# Animal Sounds



## kermitees

Hello!

We are three people with an existencial doubt: how do animals "talk" in your language (for example: a dog, a cat, a cock, a frog...)?

Example: 

Dog 
- spanish: guau guau
- catalan: bub bub
- english: bow-wow

Cat 
- spanish: miau
- catalan: meu
- english: miaow / mew

Cock 
- spanish: quiquiriqui
- catalan: quiquiriqui
- english: cock-a-doodle-doo

Frog 
- spanish: croac
- catalan: rauc
- english: croak ?


----------



## Chazzwozzer

Dog 
Turkish: hav hav

Cat 
Turkish: miyav

Cock 
Turkish: ü ürü ü

Frog 
Turkish: vrak


----------



## cherine

Hello,
Waiting for more contributions, maybe you'd like these :
Here's the rooster's sound in many languages
And here some animal sounds in Arabic.

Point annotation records
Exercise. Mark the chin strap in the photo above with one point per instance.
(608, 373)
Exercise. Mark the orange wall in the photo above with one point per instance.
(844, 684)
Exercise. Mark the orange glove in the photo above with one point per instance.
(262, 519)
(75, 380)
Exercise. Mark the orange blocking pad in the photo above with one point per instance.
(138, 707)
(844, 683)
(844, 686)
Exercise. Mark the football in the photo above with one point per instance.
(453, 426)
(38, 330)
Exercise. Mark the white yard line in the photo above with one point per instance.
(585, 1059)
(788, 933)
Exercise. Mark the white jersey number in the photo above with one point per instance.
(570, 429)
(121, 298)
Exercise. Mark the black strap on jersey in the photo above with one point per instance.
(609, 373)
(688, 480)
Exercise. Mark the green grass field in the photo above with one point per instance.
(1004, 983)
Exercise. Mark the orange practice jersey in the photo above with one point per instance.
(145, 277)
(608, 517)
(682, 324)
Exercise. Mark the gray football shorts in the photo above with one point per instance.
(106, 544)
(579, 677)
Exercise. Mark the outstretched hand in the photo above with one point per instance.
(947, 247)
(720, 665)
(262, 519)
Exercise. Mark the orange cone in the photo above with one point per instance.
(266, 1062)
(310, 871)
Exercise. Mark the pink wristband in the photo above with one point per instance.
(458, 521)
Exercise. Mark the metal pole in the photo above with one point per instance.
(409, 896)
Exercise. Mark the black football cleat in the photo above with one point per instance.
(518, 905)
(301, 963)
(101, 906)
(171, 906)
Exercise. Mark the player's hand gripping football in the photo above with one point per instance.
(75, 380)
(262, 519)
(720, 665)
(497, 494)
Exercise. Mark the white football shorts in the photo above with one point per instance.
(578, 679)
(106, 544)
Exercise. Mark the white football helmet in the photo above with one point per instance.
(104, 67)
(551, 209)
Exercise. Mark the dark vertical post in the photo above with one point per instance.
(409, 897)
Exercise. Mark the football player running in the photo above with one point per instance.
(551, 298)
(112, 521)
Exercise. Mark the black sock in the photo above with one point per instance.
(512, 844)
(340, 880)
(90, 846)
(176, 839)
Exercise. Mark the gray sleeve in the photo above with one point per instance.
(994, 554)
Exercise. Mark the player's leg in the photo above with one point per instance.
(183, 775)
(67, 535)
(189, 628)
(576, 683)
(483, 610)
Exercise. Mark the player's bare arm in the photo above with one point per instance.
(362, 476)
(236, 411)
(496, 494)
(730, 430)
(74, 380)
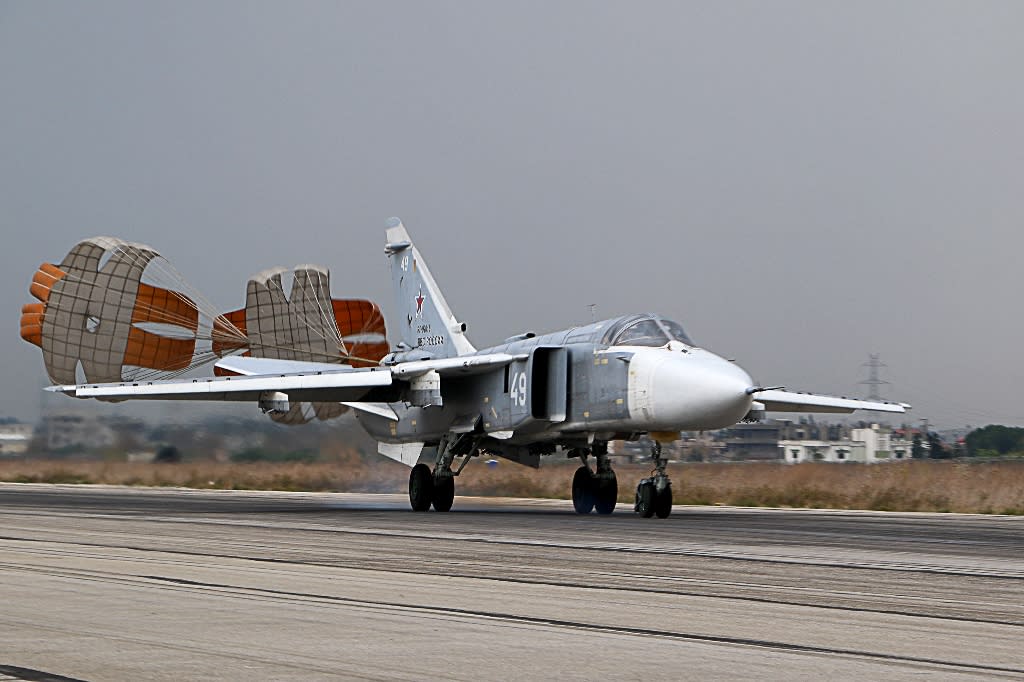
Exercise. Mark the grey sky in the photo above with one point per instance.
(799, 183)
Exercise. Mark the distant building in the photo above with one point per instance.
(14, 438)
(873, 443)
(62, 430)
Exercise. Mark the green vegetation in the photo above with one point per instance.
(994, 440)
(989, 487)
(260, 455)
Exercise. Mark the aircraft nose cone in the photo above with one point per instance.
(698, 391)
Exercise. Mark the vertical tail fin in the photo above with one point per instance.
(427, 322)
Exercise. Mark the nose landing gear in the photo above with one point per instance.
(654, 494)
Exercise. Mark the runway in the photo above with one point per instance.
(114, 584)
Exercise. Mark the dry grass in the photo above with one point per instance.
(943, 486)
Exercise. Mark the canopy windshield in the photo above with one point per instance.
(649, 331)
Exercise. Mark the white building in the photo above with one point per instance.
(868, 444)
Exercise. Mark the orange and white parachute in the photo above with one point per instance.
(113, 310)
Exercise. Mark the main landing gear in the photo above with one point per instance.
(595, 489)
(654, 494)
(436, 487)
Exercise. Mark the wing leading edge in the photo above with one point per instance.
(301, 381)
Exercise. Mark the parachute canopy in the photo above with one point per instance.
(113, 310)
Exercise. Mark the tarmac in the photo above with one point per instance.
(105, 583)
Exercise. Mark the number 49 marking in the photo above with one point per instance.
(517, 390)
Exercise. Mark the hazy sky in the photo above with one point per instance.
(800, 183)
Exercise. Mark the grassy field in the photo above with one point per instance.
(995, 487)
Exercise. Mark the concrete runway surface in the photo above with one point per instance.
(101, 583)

> **Task list**
1. Does each statement agree with the animal sounds thread? (a) The Turkish sound given for a frog is "vrak." (b) Spanish and Catalan use the same word for the cock's sound. (c) The opening post says it was written by two people. For each, answer yes or no and quote the words from the thread that decide it.
2. Filter the records, keeping every line that contains the word "orange".

> **The results**
1.
(a) Yes: "Turkish: vrak"
(b) Yes: "spanish: quiquiriqui" and "catalan: quiquiriqui"
(c) No: "We are three people with an existencial doubt"

2.
Exercise. Mark the orange wall in the photo above with one point per instance.
Exercise. Mark the orange glove in the photo above with one point per instance.
Exercise. Mark the orange blocking pad in the photo above with one point per instance.
Exercise. Mark the orange practice jersey in the photo above with one point per instance.
Exercise. Mark the orange cone in the photo above with one point per instance.
Exercise. Mark the orange and white parachute in the photo above with one point per instance.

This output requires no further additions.